### [Exercise task]
From the line containing "the concrete slab" through the last line of the data, return those lines exactly as written and nothing more.

___ Material for the task

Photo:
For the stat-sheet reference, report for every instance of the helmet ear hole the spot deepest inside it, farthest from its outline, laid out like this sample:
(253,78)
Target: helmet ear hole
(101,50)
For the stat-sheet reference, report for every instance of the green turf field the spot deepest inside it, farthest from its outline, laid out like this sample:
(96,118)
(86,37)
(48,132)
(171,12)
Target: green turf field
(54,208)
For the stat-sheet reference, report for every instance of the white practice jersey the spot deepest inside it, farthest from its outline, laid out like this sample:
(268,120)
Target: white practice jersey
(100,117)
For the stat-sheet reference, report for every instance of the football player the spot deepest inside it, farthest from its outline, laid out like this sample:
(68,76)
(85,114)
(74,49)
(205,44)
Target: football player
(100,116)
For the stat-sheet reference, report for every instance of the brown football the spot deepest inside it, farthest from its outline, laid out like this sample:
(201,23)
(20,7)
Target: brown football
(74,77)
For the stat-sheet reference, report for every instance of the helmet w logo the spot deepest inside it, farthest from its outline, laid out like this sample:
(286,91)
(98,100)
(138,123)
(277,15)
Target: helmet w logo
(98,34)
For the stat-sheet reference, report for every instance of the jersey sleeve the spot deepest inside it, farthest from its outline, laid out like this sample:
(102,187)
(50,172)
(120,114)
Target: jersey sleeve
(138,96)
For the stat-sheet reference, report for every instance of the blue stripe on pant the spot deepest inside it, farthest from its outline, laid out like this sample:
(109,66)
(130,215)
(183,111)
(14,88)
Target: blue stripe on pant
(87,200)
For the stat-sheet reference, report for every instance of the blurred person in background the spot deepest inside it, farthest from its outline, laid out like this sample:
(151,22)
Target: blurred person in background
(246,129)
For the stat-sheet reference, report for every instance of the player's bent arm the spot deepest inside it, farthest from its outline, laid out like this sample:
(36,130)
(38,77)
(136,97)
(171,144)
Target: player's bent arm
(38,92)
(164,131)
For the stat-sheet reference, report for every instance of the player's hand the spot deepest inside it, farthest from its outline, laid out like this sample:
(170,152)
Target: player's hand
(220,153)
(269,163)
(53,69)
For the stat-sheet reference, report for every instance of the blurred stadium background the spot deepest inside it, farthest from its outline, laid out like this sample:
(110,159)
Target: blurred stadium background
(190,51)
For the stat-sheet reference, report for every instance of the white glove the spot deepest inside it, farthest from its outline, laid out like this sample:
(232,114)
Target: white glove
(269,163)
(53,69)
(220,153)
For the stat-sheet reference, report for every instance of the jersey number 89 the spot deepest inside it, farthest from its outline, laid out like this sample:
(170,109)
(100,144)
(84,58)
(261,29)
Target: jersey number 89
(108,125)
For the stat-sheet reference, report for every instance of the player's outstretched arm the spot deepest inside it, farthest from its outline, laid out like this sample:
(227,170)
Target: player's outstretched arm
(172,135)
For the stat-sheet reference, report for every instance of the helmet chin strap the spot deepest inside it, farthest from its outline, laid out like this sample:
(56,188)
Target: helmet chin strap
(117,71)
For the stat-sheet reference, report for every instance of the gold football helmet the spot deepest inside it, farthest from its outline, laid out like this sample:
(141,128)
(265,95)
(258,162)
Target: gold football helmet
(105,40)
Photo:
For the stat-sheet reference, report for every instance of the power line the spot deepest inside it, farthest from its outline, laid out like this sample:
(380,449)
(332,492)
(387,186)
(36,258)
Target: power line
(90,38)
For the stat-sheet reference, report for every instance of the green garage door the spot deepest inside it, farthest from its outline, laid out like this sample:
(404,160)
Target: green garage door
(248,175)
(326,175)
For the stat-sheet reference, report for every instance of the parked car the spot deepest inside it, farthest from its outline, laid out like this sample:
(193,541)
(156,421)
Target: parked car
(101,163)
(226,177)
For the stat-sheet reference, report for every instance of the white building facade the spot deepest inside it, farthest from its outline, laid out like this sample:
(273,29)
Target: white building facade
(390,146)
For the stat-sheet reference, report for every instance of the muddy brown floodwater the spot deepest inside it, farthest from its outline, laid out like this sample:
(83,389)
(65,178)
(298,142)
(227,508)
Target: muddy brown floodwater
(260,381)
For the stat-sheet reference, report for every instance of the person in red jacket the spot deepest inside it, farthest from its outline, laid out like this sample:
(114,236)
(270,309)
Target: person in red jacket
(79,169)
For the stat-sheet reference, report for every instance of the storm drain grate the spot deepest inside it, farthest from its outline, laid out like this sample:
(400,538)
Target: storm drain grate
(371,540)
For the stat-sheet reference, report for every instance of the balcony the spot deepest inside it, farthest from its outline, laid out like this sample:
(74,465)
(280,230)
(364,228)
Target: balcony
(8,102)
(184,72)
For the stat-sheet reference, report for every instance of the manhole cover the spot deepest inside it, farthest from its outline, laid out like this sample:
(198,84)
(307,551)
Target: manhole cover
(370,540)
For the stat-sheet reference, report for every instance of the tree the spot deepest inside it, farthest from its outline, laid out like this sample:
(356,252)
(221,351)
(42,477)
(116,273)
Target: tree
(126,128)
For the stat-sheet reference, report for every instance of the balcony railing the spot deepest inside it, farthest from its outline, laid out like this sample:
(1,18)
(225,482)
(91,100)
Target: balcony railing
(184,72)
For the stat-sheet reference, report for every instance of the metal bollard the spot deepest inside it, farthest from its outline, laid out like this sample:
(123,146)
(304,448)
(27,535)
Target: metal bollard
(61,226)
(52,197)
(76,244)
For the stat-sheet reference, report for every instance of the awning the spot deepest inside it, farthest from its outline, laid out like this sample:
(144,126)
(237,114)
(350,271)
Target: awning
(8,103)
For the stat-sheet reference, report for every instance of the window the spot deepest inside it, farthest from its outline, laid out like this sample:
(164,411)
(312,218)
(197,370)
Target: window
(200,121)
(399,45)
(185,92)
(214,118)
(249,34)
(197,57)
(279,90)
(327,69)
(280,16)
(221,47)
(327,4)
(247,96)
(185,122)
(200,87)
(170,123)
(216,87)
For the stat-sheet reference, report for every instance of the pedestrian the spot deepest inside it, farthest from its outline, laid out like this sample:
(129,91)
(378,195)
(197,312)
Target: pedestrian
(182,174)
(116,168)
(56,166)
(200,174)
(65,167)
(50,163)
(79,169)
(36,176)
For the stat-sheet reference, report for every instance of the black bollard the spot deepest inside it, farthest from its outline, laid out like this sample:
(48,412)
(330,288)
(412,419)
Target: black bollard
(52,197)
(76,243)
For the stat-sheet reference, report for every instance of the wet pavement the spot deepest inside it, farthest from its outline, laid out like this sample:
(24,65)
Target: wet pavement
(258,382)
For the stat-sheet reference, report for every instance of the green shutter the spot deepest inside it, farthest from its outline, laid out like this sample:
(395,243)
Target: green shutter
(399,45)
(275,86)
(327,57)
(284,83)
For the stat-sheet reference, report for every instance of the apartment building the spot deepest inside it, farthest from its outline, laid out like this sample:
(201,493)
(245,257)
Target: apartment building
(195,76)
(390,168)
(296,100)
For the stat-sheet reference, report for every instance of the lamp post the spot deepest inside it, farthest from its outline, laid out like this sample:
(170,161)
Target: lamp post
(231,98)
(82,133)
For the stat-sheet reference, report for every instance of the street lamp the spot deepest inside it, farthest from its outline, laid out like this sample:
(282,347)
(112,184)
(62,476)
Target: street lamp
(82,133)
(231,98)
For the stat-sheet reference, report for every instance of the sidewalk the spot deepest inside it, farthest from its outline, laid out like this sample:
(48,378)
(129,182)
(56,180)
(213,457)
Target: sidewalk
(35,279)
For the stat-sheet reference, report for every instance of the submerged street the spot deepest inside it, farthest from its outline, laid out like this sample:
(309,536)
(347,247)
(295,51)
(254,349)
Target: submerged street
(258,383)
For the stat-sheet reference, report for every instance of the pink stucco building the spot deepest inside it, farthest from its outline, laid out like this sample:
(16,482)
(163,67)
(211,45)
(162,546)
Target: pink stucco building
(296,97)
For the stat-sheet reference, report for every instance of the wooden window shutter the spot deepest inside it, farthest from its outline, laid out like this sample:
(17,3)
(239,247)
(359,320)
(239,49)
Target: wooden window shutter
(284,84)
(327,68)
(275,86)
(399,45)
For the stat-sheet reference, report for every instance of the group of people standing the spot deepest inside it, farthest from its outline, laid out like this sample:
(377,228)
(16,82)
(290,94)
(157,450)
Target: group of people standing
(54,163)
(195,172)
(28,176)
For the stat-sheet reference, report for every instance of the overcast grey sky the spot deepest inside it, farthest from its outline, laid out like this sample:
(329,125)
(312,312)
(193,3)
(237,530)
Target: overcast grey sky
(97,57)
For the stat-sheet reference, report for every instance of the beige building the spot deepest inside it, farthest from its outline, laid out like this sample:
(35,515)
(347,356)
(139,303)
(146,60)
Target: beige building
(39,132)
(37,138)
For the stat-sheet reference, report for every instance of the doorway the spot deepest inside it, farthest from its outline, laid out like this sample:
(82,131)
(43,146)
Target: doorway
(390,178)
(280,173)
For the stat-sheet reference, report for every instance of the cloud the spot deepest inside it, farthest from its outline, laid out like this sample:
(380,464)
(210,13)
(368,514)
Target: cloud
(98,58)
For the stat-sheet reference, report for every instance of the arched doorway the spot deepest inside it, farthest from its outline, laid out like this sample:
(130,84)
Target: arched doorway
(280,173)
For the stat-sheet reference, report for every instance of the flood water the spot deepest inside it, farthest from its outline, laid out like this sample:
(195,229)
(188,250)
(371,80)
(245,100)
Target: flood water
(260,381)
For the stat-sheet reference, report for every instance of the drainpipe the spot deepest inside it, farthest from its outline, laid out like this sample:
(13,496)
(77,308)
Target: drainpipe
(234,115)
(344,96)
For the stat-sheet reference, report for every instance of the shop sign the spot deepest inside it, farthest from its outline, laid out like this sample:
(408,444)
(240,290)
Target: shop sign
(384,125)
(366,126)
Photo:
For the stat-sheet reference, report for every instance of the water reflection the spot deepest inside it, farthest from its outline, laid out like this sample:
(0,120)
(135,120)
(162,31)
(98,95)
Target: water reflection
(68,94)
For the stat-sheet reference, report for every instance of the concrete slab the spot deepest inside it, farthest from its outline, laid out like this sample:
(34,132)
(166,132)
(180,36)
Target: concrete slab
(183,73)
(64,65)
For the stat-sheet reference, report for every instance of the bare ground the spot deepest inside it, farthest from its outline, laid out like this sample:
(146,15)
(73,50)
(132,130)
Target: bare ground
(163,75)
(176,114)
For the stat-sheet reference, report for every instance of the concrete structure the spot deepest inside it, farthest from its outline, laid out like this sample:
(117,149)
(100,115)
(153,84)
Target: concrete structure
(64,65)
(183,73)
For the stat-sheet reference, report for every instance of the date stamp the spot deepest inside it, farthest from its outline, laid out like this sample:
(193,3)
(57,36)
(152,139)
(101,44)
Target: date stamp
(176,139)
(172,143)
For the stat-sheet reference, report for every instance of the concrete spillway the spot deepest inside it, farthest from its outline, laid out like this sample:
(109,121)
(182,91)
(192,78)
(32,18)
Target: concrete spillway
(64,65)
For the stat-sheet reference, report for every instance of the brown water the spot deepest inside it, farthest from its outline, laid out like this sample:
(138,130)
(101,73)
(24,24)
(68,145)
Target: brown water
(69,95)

______

### [Task solution]
For the stat-sheet reference, report for every instance of the concrete slab the spot deepest inside it, farthest from its outline, laid out like this sample:
(34,132)
(166,132)
(180,36)
Target: concrete slab
(183,73)
(64,65)
For the stat-sheet reference, report for every instance of the bare ground the spot deepest inside it, farthest from its outline, laid out like this sample:
(146,15)
(73,50)
(132,130)
Target: bare ground
(163,75)
(176,114)
For the stat-sheet reference, report for every instance of the concrete structure the spot deepest inside it, farthest from its outline, laid out like this sample:
(117,149)
(100,115)
(153,84)
Target: concrete structure
(64,65)
(183,73)
For the stat-sheet reference, report for every instance of the date stamp the spot deepest inside it, farthest from its outline, laid out like this sample:
(193,3)
(57,36)
(152,139)
(101,44)
Target: date stamp
(176,139)
(172,143)
For the stat-sheet reference, report for every instance of the concrete spillway the spot deepest inside it, farthest from its outline, laid out like this sample:
(109,121)
(182,91)
(192,78)
(32,18)
Target: concrete spillway
(64,65)
For the stat-sheet reference, report for every instance of the brown water the spot deepest inside it, farthest from its outline, laid out like this sample:
(138,130)
(101,73)
(24,24)
(68,145)
Target: brown water
(69,95)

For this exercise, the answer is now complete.